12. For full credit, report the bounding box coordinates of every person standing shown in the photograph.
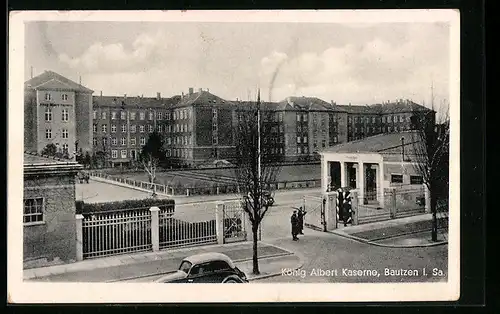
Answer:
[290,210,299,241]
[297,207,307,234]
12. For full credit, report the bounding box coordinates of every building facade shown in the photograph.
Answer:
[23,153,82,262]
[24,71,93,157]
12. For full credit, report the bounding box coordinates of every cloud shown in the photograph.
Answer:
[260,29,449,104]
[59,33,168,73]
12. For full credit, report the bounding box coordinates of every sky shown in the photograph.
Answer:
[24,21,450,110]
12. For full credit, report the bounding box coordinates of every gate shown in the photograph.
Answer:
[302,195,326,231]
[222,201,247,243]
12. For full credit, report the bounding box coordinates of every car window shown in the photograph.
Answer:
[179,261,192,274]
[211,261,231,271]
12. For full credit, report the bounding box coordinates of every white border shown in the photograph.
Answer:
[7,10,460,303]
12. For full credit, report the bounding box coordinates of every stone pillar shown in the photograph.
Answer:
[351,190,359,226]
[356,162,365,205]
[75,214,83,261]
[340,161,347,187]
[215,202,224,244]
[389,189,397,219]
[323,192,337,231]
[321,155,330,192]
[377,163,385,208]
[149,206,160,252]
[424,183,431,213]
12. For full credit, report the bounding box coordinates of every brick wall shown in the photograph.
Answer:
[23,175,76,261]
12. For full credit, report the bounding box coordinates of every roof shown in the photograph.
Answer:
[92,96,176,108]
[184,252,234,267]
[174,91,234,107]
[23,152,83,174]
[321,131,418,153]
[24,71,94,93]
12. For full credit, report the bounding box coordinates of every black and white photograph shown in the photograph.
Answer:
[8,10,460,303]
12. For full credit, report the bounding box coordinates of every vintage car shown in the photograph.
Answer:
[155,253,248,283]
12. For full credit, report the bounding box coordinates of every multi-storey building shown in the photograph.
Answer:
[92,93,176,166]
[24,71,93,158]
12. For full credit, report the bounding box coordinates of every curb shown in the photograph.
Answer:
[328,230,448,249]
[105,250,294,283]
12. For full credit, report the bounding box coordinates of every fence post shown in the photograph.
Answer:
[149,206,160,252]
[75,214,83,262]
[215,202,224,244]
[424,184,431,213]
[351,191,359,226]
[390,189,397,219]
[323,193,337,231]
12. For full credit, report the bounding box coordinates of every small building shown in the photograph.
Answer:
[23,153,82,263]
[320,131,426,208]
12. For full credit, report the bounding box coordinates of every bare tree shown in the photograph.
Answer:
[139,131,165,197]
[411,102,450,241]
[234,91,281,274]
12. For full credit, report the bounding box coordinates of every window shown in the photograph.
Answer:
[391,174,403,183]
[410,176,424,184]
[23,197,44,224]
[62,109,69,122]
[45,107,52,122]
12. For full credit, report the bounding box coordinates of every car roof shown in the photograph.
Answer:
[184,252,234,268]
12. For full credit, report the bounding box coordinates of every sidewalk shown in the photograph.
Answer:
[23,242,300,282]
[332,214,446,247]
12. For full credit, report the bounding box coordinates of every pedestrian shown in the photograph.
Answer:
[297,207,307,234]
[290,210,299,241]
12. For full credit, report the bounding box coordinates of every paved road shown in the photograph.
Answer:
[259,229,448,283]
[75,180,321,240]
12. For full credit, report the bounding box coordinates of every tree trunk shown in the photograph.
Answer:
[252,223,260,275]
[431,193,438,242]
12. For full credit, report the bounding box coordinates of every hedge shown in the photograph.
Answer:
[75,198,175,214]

******************************

» **PROBLEM DESCRIPTION**
Print all of the lines above word for word, leaving out the picture.

» **FULL RESPONSE**
12. For full credit, report the bounding box coordinates of every person standing shown in the photograph.
Answer:
[290,210,299,241]
[297,207,307,234]
12. For full credit, report the bounding box coordinates of every building facade shown in the photograph.
Answer:
[23,153,82,262]
[24,71,93,157]
12. For full credit, report the bounding box coordinates of every cloud shown in the photograph.
Answer:
[260,29,449,104]
[59,33,168,73]
12. For full credit, report the bounding box coordinates of every sky shown in the photograph.
Answer:
[24,21,450,110]
12. For full credit, report the bounding box coordinates of every gate shown in the photograph.
Answer:
[302,195,326,231]
[222,201,247,243]
12. For full credit, report the bounding box coordinates of every car window shown in the photograph.
Answer:
[179,261,192,274]
[211,261,231,271]
12. For full credit, report the bounding box coordinates of every white border shown in the photograph.
Answer:
[7,10,460,303]
12. For full credit, report the bounding box coordinates of every stone pillar shown in the photograph.
Answer:
[351,190,359,226]
[356,162,365,205]
[75,214,83,261]
[340,161,347,187]
[215,202,224,244]
[389,189,397,219]
[323,192,337,231]
[321,155,330,192]
[377,163,385,208]
[149,206,160,252]
[424,183,431,213]
12. For full credit, report the bounding box coordinates of every brick wall shown in the photograph.
Answer:
[23,175,76,261]
12. For full credit, report the bounding box coordinates of every roof shown in the photograph.
Answer:
[92,96,176,108]
[184,252,234,267]
[174,91,234,107]
[23,152,83,174]
[321,131,418,153]
[24,71,94,93]
12. For full credit, report the bounding box coordinates of every black and white photograph shown in the photograph.
Answer:
[8,10,460,303]
12. For full credit, report the bounding box coordinates of every vintage car shown in the photograph.
Answer:
[155,253,248,283]
12. For full credit, report the bounding box coordinates of every multi-storey building shown in the photograph.
Answer:
[92,93,176,166]
[24,71,93,158]
12. For full credit, report the bounding box coordinates of every curb shown in the photograph.
Answer:
[328,230,448,249]
[105,250,294,283]
12. For full credit, report the bounding box coordinates of every fence post shown in the photograph.
Answer:
[149,206,160,252]
[75,214,83,262]
[215,202,224,244]
[424,184,431,213]
[351,191,359,226]
[390,189,397,219]
[323,193,337,231]
12. For full credit, report the bounding box coordinates of every small building shown in the photograph.
Answer:
[23,153,82,263]
[320,131,426,208]
12. For full credit, report the bounding box coordinates of every bare tree shown in the photograph.
Answer:
[139,131,165,197]
[411,102,450,241]
[234,91,281,274]
12. For full credit, report the bounding box coordinates of every window shown in the photograph.
Answer:
[391,174,403,183]
[410,176,424,184]
[23,197,44,224]
[62,109,69,122]
[45,107,52,122]
12. For full credit, report the bounding box coordinates of every car roof shown in the photograph.
Answer:
[184,252,234,268]
12. For full credit, report the bounding box coordinates of every sidewalk shown in the photograph.
Answer:
[23,242,300,282]
[332,214,446,247]
12. For full credit, report the bounding box coordinates of every pedestrian shown in the photograph.
Answer:
[297,207,307,234]
[290,210,299,241]
12. For full credit, report the bounding box coordinates of every paved road shown in the photograph.
Answer:
[259,229,448,283]
[75,180,321,240]
12. For full credit, report the bounding box coordinates of every tree trunk shown in the photograph.
Answer:
[252,223,260,275]
[431,193,438,242]
12. For full credit, report the bounding box coordinates of every hedge shown in the photograph.
Answer:
[75,198,175,214]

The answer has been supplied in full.